> [Records to process]:
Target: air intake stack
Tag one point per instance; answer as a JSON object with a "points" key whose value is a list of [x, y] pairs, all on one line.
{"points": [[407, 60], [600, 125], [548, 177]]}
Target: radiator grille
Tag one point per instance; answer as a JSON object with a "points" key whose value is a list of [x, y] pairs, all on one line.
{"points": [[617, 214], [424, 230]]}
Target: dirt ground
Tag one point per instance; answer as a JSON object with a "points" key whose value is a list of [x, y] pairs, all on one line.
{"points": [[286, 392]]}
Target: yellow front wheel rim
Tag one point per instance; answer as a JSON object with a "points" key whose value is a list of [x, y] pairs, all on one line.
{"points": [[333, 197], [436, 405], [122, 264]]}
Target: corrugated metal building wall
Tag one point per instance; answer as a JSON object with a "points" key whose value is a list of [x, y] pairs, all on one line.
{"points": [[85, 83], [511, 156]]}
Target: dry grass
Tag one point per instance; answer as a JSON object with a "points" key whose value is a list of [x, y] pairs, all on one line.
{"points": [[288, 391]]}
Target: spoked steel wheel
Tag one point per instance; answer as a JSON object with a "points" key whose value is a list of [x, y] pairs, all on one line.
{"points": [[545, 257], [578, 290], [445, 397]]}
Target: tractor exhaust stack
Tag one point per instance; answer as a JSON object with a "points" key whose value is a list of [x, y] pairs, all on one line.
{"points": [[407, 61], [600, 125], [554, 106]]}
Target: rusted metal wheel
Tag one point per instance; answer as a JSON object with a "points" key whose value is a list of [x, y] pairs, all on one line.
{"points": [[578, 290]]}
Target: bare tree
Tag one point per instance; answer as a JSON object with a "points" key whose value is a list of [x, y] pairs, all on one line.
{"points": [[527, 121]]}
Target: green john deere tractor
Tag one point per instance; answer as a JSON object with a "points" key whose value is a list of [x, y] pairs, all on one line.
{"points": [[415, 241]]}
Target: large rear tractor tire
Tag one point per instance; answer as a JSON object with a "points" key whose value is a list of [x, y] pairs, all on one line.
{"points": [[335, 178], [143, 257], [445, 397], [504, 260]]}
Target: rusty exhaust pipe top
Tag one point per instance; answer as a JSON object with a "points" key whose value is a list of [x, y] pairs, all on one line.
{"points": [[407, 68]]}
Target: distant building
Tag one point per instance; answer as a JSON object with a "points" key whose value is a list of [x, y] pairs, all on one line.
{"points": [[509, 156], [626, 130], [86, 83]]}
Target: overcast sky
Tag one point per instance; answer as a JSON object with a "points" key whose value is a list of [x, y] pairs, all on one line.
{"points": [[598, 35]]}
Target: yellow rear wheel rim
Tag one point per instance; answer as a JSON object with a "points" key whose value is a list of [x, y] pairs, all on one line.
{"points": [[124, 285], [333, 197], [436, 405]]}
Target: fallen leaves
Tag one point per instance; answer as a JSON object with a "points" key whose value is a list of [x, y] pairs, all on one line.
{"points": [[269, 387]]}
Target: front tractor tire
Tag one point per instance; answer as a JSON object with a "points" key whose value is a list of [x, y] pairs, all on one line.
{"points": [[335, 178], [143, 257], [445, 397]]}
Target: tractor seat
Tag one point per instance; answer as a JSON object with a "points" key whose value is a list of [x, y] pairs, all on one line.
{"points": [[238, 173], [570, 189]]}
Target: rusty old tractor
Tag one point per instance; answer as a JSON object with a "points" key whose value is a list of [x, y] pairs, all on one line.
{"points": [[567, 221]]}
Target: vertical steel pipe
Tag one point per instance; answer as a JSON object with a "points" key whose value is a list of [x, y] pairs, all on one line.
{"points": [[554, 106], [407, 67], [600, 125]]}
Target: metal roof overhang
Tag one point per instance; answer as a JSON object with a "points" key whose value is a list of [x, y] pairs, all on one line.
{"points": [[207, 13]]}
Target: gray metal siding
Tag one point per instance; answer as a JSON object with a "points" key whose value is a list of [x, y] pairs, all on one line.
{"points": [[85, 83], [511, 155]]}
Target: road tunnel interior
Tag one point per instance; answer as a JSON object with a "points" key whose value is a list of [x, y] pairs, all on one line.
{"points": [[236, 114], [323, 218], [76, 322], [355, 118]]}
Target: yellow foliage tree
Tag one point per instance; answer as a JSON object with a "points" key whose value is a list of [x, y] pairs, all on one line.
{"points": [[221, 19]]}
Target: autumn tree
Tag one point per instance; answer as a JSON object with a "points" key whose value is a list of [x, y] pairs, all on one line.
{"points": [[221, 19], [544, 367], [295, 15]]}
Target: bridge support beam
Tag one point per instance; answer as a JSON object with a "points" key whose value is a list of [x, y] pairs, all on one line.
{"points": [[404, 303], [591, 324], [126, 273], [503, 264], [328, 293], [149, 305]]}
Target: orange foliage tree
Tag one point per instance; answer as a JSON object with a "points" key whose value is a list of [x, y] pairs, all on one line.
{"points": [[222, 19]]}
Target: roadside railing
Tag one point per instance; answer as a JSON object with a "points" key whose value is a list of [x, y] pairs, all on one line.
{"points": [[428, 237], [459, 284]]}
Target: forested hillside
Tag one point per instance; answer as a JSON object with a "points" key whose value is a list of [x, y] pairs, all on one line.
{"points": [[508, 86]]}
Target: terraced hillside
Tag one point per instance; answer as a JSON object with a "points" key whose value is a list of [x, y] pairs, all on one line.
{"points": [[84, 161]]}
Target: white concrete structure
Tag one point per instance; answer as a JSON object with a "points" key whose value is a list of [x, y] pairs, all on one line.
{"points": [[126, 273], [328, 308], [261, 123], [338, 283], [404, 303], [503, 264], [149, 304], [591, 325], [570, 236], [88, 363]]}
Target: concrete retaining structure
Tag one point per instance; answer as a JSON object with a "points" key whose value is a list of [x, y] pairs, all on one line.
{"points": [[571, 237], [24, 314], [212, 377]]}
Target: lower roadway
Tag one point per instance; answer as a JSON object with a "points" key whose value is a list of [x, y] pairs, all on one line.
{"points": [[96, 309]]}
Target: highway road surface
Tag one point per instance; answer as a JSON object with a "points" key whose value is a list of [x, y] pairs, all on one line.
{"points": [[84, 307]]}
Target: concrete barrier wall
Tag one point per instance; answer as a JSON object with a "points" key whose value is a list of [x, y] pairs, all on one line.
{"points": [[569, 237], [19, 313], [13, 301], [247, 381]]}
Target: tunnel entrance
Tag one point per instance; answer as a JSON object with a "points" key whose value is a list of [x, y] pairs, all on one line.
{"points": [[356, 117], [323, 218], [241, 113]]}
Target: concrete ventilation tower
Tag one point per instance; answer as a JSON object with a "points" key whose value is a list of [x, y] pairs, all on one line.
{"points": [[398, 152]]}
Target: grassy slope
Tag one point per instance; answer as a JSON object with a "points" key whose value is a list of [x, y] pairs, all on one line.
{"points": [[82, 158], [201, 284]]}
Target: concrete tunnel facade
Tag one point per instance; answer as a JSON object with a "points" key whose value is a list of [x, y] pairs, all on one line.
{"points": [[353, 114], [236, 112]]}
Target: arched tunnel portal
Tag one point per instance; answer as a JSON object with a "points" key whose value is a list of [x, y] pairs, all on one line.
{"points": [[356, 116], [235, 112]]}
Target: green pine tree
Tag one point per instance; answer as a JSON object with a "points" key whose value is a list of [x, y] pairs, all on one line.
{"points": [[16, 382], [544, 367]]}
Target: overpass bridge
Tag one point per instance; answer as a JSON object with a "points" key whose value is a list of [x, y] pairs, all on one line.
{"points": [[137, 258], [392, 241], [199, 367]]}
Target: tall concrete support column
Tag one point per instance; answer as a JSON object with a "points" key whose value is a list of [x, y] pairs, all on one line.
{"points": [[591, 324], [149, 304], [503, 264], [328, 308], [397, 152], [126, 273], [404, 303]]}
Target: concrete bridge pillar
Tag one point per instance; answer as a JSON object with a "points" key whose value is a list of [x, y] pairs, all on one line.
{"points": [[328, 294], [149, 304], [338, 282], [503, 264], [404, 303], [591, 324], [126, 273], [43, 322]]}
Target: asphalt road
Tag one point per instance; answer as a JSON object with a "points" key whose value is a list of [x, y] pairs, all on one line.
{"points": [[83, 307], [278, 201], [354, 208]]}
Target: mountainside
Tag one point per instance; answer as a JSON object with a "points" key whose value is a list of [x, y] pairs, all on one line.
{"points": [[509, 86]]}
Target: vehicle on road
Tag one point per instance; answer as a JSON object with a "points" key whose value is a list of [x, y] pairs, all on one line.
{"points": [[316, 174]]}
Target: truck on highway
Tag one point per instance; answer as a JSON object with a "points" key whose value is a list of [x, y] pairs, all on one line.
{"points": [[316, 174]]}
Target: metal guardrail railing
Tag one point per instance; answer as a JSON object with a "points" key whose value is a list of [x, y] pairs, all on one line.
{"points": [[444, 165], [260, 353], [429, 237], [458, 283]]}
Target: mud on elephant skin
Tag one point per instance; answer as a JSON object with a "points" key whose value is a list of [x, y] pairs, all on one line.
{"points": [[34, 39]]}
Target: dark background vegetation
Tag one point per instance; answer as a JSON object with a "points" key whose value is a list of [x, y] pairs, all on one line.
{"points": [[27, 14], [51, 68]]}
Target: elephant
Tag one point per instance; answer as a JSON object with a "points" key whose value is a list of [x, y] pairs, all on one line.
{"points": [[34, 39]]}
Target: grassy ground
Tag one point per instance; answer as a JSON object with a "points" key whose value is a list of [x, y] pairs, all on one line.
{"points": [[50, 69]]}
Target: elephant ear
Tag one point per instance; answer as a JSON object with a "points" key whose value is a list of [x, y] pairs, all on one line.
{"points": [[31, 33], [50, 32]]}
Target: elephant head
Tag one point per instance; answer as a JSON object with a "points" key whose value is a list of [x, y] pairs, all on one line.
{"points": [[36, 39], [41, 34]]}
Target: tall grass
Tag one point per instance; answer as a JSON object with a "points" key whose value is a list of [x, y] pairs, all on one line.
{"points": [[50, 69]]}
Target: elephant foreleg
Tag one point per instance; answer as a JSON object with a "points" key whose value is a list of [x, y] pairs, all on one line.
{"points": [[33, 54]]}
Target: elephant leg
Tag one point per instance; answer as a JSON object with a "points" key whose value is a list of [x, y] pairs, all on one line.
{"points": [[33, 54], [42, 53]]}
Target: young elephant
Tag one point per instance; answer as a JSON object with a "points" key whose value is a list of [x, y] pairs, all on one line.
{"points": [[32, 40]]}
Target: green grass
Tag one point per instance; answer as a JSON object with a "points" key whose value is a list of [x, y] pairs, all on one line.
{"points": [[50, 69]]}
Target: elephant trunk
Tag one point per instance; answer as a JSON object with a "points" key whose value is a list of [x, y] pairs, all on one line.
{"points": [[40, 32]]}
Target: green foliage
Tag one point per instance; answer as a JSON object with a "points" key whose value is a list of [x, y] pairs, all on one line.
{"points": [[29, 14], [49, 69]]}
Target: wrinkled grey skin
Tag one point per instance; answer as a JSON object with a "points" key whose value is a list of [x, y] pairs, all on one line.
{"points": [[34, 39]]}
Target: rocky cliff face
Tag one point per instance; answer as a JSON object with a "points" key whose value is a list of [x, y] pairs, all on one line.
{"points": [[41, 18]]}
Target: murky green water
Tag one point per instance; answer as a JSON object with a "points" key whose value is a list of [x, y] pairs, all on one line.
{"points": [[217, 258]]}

> [Brief]:
Output an exact copy of the lines beginning at the one that holds "Target: elephant leg" and running through the final line of the records.

> [Worked solution]:
Target: elephant leg
Tag one point per instance; answer as a JSON object with a "points" key whose value is a list of [x, y] pairs, all on one line.
{"points": [[33, 54], [42, 53]]}
Target: young elephant
Tag one point per instance; answer as a JSON object with a "points" key whose value is a list of [x, y] pairs, all on one line.
{"points": [[32, 40]]}
Target: green grass
Tag one point per instance; answer as a JSON object with a "points" key whose value is a list of [x, y] pairs, all on one line.
{"points": [[50, 69]]}
Target: elephant trunk
Tag one point per instance; answer as a JSON object with a "points" key whose value is a list of [x, y] pairs, all on one line.
{"points": [[40, 32]]}
Target: green foliage
Tag one point per instance; answer as a JSON object with a "points" key whose value is a list of [x, y] pairs, all on one line.
{"points": [[29, 14], [49, 69]]}
Target: wrinkled grey skin
Tag one point per instance; answer as a JSON object with a "points" key whose value is a list of [x, y] pairs, all on one line.
{"points": [[34, 39]]}
Target: rocky cliff face
Tag one point per instance; answer as a JSON object with a "points" key whose value is a list of [x, y] pairs, all on one line.
{"points": [[41, 18]]}
Target: murky green water
Tag one point per instance; answer as a JSON object with a "points" key whose value is a list of [x, y] pairs, all on one line.
{"points": [[217, 258]]}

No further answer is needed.